Beginning with the line that contains "Crossing-audit request: pin the sidewalk", extract each line through the end of the listing below, with no additions or omissions.

Start of Entries provided

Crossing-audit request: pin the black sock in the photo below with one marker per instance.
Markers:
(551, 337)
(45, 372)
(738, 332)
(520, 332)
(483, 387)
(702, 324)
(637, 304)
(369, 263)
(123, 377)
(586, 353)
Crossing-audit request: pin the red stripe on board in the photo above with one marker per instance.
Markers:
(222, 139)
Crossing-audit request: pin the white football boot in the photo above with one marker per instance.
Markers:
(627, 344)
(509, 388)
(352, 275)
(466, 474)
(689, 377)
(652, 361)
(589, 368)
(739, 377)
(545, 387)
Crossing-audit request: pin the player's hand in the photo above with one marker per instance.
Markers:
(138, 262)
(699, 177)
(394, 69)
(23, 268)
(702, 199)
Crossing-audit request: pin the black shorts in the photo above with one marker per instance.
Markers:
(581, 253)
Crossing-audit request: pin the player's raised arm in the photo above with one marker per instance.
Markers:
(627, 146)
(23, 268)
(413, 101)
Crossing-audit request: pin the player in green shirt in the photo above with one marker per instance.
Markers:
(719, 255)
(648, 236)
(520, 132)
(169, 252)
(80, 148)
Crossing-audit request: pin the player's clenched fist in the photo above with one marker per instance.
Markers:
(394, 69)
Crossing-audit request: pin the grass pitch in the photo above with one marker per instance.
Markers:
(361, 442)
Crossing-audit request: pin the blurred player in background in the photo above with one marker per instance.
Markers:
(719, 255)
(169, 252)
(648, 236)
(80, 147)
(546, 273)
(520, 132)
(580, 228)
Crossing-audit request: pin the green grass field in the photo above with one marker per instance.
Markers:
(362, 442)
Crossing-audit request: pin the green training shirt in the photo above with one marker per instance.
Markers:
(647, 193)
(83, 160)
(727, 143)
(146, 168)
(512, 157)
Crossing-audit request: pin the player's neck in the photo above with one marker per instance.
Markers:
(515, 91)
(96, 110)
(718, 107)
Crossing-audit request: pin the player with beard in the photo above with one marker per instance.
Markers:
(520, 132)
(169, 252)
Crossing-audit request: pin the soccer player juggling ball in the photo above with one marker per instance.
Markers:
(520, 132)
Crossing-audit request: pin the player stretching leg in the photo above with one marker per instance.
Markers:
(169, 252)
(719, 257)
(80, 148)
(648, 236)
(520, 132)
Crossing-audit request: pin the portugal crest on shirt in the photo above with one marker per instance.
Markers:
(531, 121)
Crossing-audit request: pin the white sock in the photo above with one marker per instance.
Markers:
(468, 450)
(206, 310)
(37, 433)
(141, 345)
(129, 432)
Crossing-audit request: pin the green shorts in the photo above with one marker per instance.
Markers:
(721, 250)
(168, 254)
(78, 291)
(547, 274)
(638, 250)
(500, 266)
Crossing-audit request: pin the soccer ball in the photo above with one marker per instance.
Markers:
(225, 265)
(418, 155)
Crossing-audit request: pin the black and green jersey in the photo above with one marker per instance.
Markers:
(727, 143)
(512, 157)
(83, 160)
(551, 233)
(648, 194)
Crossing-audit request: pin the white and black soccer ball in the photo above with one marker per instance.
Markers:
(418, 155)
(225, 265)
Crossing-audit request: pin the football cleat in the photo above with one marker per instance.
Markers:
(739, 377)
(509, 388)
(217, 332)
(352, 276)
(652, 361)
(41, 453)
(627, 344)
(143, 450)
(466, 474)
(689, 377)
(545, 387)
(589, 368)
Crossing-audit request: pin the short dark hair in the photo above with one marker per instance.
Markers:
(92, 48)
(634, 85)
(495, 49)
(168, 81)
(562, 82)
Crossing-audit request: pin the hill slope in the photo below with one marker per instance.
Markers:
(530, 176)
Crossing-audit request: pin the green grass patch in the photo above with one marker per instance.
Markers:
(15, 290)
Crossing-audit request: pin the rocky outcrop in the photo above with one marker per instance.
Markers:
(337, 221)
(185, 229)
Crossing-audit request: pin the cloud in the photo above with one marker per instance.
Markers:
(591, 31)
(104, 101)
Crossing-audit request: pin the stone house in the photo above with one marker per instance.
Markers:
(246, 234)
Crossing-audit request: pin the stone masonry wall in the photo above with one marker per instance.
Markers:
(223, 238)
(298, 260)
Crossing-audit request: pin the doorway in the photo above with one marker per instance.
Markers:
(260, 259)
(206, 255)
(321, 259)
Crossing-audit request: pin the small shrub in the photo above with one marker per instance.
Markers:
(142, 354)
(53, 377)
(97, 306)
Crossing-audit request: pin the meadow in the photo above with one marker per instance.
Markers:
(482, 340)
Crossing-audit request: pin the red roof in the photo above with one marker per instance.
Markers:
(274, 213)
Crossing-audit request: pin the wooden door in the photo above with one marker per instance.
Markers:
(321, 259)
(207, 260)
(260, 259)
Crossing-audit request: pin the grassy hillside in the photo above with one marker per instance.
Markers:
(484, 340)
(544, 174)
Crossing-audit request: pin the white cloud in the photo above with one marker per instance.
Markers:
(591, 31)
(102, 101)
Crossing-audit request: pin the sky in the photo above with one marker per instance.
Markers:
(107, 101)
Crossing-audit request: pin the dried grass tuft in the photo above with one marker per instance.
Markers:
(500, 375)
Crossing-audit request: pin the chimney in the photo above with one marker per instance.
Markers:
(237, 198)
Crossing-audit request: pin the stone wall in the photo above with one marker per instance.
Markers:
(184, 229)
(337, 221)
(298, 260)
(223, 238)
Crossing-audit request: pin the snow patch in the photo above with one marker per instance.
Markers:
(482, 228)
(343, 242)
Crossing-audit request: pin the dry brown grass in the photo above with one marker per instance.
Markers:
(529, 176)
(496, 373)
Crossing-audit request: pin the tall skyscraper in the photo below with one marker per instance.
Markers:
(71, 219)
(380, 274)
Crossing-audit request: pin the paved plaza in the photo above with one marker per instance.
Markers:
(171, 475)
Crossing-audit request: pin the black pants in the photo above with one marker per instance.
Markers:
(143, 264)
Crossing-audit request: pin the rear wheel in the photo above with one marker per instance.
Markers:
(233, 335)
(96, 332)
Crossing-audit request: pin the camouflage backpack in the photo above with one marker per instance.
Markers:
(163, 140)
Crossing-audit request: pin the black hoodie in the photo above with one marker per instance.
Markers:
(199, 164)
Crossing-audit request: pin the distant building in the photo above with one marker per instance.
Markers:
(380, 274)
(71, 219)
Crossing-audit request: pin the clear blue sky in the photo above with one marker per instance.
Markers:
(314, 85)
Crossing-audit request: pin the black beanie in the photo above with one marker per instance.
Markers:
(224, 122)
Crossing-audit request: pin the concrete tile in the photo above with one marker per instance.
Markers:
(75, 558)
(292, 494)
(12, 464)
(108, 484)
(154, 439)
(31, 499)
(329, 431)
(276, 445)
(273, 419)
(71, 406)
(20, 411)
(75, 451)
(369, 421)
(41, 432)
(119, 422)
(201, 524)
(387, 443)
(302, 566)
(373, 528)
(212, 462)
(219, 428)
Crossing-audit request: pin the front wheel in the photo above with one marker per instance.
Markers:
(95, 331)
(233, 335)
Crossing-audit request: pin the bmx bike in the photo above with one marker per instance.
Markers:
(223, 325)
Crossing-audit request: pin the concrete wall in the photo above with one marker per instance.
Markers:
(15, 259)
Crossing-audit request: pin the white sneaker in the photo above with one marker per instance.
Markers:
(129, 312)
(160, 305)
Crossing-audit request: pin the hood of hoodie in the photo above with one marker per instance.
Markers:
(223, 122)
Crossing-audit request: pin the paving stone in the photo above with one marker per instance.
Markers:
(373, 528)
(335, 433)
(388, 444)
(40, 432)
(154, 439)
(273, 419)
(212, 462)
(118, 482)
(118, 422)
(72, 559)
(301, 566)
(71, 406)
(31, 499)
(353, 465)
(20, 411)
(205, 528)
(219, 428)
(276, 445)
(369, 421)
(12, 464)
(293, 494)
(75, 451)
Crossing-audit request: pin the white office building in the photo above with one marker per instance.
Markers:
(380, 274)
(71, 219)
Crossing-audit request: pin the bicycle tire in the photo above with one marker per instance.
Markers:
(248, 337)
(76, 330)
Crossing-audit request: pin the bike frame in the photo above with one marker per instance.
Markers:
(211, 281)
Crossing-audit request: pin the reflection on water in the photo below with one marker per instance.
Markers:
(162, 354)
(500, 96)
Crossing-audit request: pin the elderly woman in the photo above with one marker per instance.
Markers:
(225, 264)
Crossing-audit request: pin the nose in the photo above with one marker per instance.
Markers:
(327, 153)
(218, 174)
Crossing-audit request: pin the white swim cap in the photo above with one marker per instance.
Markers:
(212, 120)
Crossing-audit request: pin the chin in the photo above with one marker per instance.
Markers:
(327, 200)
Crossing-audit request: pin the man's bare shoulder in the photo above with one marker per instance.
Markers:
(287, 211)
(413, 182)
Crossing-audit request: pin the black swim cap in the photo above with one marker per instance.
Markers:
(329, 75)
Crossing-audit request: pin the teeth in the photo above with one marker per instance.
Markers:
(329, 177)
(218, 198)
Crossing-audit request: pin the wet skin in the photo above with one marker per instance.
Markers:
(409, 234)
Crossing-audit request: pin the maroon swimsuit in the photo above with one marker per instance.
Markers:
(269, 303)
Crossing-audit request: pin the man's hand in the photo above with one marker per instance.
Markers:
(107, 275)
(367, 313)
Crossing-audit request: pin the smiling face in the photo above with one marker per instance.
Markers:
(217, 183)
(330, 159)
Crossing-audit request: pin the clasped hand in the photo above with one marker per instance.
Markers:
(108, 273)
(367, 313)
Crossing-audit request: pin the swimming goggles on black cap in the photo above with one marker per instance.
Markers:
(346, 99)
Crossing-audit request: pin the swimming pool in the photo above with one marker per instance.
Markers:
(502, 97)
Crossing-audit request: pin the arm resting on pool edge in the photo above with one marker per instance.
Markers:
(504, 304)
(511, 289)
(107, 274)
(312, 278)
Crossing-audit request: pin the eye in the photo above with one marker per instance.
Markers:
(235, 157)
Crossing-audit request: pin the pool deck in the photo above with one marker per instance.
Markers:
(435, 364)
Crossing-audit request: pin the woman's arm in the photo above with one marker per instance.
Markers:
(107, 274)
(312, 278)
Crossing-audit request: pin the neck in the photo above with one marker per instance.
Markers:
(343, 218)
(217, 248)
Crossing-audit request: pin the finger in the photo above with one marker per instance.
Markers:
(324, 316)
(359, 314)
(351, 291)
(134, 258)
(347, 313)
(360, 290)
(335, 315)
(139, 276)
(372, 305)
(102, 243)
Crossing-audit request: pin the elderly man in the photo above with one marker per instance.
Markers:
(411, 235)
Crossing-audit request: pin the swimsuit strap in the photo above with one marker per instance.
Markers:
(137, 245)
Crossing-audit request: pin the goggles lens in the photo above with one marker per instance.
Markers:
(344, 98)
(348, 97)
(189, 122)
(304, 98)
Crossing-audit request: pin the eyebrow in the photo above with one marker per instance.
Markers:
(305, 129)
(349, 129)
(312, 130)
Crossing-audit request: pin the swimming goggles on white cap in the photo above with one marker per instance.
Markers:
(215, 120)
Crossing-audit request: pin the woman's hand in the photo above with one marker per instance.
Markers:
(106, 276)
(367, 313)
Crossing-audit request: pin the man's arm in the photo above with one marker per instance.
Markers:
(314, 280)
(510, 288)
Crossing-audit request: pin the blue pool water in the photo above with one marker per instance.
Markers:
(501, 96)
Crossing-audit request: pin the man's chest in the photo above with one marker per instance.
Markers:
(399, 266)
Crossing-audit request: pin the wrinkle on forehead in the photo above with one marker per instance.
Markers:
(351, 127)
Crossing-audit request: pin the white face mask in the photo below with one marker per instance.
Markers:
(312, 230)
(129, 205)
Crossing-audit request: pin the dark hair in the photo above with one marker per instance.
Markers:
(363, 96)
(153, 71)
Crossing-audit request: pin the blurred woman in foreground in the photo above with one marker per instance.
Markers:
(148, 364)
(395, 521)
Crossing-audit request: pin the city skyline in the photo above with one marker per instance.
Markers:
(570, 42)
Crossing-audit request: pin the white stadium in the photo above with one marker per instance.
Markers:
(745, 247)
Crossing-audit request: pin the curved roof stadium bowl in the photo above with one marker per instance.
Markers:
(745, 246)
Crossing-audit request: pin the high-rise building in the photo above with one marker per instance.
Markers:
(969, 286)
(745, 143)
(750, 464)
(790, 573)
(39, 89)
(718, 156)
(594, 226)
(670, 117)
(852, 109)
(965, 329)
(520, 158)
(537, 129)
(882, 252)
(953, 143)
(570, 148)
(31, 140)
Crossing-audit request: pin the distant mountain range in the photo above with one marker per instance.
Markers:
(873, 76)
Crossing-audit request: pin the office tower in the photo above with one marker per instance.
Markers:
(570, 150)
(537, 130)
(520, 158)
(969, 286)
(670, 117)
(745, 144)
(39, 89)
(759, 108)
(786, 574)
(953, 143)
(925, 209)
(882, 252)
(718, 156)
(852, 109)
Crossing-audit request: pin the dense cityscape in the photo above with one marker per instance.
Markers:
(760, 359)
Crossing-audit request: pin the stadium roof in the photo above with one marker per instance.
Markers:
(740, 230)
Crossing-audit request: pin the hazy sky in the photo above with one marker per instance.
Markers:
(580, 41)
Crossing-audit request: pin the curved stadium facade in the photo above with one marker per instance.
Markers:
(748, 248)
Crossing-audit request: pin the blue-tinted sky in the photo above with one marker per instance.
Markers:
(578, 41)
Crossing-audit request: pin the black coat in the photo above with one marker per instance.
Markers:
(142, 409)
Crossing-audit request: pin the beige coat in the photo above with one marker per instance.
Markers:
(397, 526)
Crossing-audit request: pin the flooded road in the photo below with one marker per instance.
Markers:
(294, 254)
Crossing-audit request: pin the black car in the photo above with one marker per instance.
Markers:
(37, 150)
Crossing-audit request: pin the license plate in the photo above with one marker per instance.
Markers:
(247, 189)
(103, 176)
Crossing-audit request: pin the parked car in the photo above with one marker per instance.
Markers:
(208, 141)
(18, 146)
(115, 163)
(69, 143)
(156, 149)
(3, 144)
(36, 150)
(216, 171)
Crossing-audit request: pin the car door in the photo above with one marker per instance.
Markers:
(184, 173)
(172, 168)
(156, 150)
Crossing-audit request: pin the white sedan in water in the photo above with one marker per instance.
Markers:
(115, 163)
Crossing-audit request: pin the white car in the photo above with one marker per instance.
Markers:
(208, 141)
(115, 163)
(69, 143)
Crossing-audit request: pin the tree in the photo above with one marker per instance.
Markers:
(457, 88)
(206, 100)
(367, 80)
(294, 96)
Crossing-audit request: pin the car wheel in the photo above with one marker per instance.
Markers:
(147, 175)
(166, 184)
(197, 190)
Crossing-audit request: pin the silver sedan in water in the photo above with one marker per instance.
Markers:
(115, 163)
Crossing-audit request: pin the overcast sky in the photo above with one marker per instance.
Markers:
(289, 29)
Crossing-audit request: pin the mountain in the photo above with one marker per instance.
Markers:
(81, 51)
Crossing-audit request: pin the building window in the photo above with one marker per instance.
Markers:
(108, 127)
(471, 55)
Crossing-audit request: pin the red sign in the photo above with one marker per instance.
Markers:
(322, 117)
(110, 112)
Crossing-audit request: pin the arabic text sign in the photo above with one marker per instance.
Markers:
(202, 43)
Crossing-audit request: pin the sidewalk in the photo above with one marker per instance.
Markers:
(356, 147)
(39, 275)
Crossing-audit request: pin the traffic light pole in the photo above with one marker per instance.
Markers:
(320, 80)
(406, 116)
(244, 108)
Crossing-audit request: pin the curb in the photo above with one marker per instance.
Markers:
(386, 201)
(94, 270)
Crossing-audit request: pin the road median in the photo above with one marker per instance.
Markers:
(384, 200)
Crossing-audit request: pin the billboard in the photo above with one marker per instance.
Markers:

End of Entries provided

- [Written solution]
Crossing-audit request: pin the sidewalk in the photo above with one marker per instance.
Markers:
(356, 147)
(39, 275)
Crossing-audit request: pin the traffic light pole in the photo above with one marker per instance.
Markers:
(320, 80)
(406, 116)
(244, 108)
Crossing-audit request: pin the curb in the photo above with one marker per instance.
Markers:
(386, 201)
(94, 270)
Crossing-audit request: pin the road median in the photo above with one marker per instance.
Markers:
(384, 200)
Crossing-audit request: pin the billboard in the photo above with one marker per instance.
Markers:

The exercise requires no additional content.